* Start Text passage *
Those are based on your version of gcc(1), which by default on FreeBSD 8.0 is 4.2.1.  If you poke your head into /usr/share/mk/bsd.cpu.mk you'll see all the aliases that the base make system passes to gcc.  Note that you can install version of gcc from ports that allows you to use other flags.  It looks like prescott/nocona is as good as it gets for 4.2.1, though, & most of your CFLAGS are redundant.

I don't recall (or care to look up) if the atom chips support sse4, which is about all that'll matter to you (I hear tell that [red]-O666[/red] causes wet newspapers to rain on you for eternity).  If they don't you're no worse off either way.

In any case, Gentoo probably runs a slightly "better" version of gcc, & further, "atom" is probably aliased to "prescott" (& you could always edit your local copy of /usr/share/mk/bsd.cpu.mk if it makes you happy).


----------



## dennylin93 (May 21, 2010)

As a general rule, don't even touch CFLAGS. It's not necessary and breaks stuff. Optimization is already added when using Ports.
* End Text passage *
--- Short problem 1 ---
In the forum thread, what gcc version is the default on FreeBSD 8.0?
* Start Data shown *
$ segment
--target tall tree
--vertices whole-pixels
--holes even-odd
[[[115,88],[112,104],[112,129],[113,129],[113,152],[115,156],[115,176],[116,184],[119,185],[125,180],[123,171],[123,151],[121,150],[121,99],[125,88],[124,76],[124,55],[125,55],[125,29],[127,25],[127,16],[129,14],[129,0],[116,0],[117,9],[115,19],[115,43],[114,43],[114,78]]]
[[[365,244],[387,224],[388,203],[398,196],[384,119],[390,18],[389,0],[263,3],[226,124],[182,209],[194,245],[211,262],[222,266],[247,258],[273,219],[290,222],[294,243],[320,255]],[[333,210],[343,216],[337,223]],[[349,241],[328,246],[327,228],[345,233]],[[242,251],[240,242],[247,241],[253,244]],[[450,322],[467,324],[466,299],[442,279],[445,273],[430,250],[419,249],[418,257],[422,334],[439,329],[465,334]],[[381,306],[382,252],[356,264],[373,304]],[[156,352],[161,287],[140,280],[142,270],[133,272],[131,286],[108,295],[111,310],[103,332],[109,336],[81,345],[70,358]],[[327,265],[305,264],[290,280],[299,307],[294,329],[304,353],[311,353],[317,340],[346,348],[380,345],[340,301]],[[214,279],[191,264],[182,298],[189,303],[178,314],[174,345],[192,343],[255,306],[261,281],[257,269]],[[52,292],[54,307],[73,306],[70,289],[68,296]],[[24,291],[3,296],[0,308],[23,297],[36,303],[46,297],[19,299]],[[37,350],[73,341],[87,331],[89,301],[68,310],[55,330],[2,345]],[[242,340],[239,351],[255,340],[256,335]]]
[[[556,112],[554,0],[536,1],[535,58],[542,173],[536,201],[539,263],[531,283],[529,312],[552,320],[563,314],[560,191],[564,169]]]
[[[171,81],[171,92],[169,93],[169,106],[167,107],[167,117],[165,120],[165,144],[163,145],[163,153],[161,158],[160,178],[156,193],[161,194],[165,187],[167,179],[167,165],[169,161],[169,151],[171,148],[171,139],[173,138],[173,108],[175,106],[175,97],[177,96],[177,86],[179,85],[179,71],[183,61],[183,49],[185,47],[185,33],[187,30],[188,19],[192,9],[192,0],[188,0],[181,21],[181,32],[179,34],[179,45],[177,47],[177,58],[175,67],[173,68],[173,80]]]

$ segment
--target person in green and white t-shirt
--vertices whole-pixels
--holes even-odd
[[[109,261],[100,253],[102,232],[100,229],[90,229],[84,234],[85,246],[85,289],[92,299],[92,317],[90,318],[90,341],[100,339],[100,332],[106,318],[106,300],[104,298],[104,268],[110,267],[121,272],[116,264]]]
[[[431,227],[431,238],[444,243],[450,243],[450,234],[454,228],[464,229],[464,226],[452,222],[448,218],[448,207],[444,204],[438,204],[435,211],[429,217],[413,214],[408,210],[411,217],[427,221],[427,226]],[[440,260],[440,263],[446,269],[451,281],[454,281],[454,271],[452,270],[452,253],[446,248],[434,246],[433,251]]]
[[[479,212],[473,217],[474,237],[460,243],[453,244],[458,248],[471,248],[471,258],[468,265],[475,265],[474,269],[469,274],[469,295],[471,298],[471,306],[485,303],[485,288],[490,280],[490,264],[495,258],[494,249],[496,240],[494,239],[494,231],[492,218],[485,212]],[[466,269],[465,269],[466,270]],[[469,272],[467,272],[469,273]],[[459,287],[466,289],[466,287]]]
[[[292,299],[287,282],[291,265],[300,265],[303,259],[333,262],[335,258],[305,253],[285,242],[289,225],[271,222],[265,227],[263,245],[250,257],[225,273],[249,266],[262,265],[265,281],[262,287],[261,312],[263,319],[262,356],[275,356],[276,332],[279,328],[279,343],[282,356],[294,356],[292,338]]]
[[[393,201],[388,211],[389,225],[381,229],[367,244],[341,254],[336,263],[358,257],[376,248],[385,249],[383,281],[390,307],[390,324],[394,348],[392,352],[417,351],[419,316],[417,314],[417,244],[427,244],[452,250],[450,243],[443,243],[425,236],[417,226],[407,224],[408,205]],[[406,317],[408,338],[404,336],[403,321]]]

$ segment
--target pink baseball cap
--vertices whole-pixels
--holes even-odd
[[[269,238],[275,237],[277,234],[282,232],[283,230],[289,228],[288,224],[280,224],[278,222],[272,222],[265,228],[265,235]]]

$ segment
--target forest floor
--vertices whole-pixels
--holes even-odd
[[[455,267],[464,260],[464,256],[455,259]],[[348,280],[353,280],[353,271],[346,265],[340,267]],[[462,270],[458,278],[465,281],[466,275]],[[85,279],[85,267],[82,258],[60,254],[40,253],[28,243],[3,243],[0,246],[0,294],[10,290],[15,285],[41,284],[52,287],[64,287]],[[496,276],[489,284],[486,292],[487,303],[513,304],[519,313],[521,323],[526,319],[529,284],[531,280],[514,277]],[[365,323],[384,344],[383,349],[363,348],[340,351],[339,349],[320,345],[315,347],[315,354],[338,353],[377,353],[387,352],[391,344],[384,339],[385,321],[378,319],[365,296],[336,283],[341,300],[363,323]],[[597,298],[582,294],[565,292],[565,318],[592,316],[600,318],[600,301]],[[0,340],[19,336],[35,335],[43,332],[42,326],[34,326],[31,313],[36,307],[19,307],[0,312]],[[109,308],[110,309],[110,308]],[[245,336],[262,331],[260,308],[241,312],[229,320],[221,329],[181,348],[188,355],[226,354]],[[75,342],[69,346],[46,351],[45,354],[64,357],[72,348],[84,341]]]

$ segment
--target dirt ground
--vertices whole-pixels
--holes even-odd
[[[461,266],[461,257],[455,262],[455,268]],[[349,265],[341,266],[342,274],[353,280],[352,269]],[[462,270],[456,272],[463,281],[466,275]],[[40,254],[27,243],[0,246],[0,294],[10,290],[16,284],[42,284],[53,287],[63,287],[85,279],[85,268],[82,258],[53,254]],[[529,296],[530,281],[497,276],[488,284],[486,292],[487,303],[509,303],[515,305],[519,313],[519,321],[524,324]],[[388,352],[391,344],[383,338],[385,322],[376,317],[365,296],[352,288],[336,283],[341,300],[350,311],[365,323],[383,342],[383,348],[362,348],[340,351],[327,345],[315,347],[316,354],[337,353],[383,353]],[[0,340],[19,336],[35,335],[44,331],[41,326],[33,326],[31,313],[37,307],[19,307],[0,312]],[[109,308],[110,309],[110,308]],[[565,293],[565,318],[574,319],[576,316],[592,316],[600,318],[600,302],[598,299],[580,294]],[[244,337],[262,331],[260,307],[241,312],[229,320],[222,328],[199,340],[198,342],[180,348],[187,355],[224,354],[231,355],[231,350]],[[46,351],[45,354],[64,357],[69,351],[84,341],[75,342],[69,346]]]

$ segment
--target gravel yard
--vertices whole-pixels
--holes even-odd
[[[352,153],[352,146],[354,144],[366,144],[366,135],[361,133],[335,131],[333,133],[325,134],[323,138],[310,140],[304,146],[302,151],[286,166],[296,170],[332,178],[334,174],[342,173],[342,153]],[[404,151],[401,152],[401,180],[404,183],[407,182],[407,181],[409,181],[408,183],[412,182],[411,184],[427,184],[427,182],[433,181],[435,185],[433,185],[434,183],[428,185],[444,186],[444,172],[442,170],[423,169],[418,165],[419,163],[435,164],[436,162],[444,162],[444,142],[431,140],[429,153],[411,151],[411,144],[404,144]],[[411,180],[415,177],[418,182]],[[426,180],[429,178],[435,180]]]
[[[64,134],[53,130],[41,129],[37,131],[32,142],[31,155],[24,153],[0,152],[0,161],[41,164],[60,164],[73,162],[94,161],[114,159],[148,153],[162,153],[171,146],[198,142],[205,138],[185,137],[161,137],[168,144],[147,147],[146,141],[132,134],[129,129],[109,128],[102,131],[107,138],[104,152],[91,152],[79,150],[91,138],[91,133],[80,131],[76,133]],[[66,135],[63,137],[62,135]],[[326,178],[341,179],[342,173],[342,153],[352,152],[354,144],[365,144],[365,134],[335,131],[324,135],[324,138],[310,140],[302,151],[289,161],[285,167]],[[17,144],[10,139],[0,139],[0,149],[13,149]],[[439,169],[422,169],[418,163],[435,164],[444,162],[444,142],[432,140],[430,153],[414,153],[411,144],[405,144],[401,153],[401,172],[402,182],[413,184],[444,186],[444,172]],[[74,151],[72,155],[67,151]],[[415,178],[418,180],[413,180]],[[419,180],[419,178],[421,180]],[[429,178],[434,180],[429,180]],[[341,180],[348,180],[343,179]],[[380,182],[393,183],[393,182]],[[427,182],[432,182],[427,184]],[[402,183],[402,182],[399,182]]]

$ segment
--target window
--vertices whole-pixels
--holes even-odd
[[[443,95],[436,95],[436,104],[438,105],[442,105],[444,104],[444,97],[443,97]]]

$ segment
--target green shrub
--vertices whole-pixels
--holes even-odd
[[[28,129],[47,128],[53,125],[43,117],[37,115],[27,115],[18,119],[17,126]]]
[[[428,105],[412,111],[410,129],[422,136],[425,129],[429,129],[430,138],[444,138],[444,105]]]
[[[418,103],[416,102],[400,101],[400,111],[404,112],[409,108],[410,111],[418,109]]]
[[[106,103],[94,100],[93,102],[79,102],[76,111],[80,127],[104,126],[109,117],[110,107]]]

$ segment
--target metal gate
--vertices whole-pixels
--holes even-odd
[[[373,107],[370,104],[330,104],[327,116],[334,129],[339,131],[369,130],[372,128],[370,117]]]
* End Data shown *
--- Short problem 2 ---
Report each line of the rows that has the word "green" in it.

--- Task answer 1 ---
4.2.1

--- Task answer 2 ---
--target person in green and white t-shirt
--target green shrub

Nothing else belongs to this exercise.